::: Records to use

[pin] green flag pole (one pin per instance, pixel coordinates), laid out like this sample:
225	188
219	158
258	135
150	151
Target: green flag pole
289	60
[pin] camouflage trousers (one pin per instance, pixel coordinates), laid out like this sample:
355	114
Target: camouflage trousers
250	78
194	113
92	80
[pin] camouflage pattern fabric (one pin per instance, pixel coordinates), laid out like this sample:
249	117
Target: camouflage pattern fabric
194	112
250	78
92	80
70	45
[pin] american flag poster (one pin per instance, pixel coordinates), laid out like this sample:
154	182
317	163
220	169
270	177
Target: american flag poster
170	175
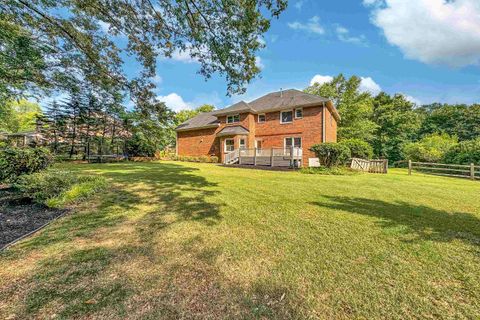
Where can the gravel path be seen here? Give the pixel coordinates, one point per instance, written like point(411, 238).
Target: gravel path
point(19, 216)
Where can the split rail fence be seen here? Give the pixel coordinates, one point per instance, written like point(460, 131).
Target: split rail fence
point(371, 166)
point(471, 171)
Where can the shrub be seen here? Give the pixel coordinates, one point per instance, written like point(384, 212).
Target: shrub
point(15, 162)
point(139, 146)
point(465, 152)
point(359, 148)
point(431, 148)
point(56, 188)
point(331, 154)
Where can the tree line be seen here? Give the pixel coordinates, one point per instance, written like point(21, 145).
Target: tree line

::::::

▶ **What the exercise asks**: Copy out every line of the records above, requests included, but scale each pixel coordinate in the answers by 0.8 and round it to a whole number, rounding halves up. Keep the sample coordinates in the requests as they are, and leave the pictures out.

▶ **Correct result**:
[pin] green flag pole (one pin per instance, pixel coordinates), laid out like this sample:
225	188
219	158
258	135
150	151
Target: green flag pole
231	48
[pin] camouflage trousers (one pin per instance, pixel coordinates), laid out like this sample:
355	114
Target: camouflage trousers
200	62
155	90
74	64
[pin] camouflage pattern fabric (one pin per instance, pixel coordinates), laid out like this sample:
249	117
Target: camouflage pattern fabric
155	90
200	62
74	64
56	36
[pin] american flag poster (one pin per instance, pixel coordinates), laid out like this sample:
154	182
317	163
220	169
270	177
Target: american flag poster
136	140
Where can the gravel path be seen here? Give the pixel coordinates, one point per instance, written like point(411, 238).
Target: gravel path
point(15, 173)
Where can the split rail fence be seen here? Give the pixel coordinates, one point per instance, written like point(460, 131).
Target: split rail fence
point(297, 133)
point(377, 137)
Where can the shrub be seen here? Give the pixel coordinates, one point per instance, written like point(384, 212).
Target: shrub
point(12, 130)
point(111, 117)
point(372, 122)
point(287, 118)
point(345, 118)
point(45, 150)
point(265, 123)
Where can the tree line be seen here? Give the pixel coordinates, one point per instance, written like point(21, 145).
Target: tree line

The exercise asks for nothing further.